» Source document:

>>>>>

Isidro Nozal Vega (born 18 October 1977) is a Spanish former professional road racing cyclist. Nozal was runner-up in the 2003 Vuelta a España and an instrumental domestique in Roberto Heras' 2004 Vuelta a España win.

Doping
In 2005, Vega was suspended for two weeks after being tested with a hematocrit level above 50 before the start of Dauphine Libere.  In 2006, he was initially implicated in the Operación Puerto doping case, but was cleared of any wrongdoing by Spanish officials. He later admitted his involvement, saying he did three blood transfusions with Fuentes in the season before the 2005 Dauphine Libere, but denying he doped.
For the 2008 and 2009 seasons Nozal rode for the Portuguese Pro Continental team of Liberty Seguros. In September 2009 Nozal and two teammates (Nuno Ribeiro and Héctor Guerra) were announced to have tested positive for EPO-CERA in samples taken for the previous month's Tour of Portugal. Liberty Seguros immediately announced that it would cease sponsorship of the team and its participation in cycling. Ribeiro's win was withdrawn and the second-placed rider, Spain's David Blanco, was elevated to the overall win. Nozal, Ribeiro, and Guerra all received two-year suspensions from cycling.

<<<<<

» Provided records:
>>>>>

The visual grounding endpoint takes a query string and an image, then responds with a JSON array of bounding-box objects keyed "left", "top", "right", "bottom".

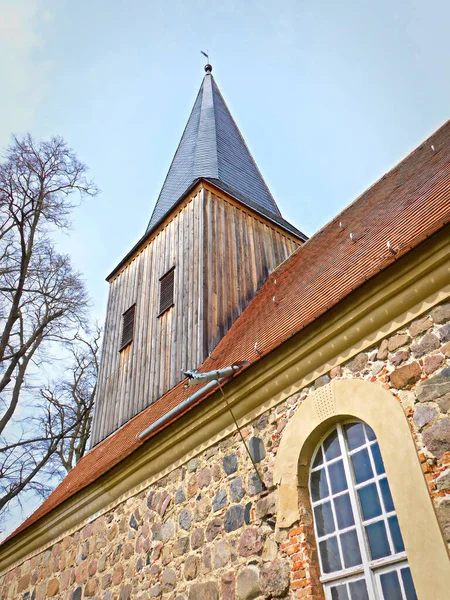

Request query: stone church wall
[{"left": 0, "top": 303, "right": 450, "bottom": 600}]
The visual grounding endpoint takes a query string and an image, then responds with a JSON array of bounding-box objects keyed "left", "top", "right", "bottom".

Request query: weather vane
[{"left": 200, "top": 50, "right": 212, "bottom": 73}]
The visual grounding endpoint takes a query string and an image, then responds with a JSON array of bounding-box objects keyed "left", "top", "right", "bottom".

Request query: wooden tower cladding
[{"left": 92, "top": 182, "right": 302, "bottom": 445}]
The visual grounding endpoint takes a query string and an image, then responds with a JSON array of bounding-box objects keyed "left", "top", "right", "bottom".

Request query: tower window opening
[
  {"left": 158, "top": 267, "right": 175, "bottom": 317},
  {"left": 120, "top": 304, "right": 136, "bottom": 350}
]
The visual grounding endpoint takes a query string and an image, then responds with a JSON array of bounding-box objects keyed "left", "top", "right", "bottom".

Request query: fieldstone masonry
[{"left": 0, "top": 303, "right": 450, "bottom": 600}]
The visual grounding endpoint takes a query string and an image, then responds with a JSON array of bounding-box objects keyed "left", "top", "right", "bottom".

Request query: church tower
[{"left": 92, "top": 65, "right": 306, "bottom": 445}]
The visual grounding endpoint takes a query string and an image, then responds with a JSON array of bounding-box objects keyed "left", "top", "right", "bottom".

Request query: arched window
[{"left": 309, "top": 421, "right": 417, "bottom": 600}]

<<<<<

» Goal: Copy out the part of the cyclist's biography that opens with the words containing "Isidro Nozal Vega" and closes with "denying he doped.", renaming "Dauphine Libere" as "Critérium du Dauphiné". The data has no connection to the cyclist's biography.

» Correct result:
Isidro Nozal Vega (born 18 October 1977) is a Spanish former professional road racing cyclist. Nozal was runner-up in the 2003 Vuelta a España and an instrumental domestique in Roberto Heras' 2004 Vuelta a España win.

Doping
In 2005, Vega was suspended for two weeks after being tested with a hematocrit level above 50 before the start of Critérium du Dauphiné.  In 2006, he was initially implicated in the Operación Puerto doping case, but was cleared of any wrongdoing by Spanish officials. He later admitted his involvement, saying he did three blood transfusions with Fuentes in the season before the 2005 Critérium du Dauphiné, but denying he doped.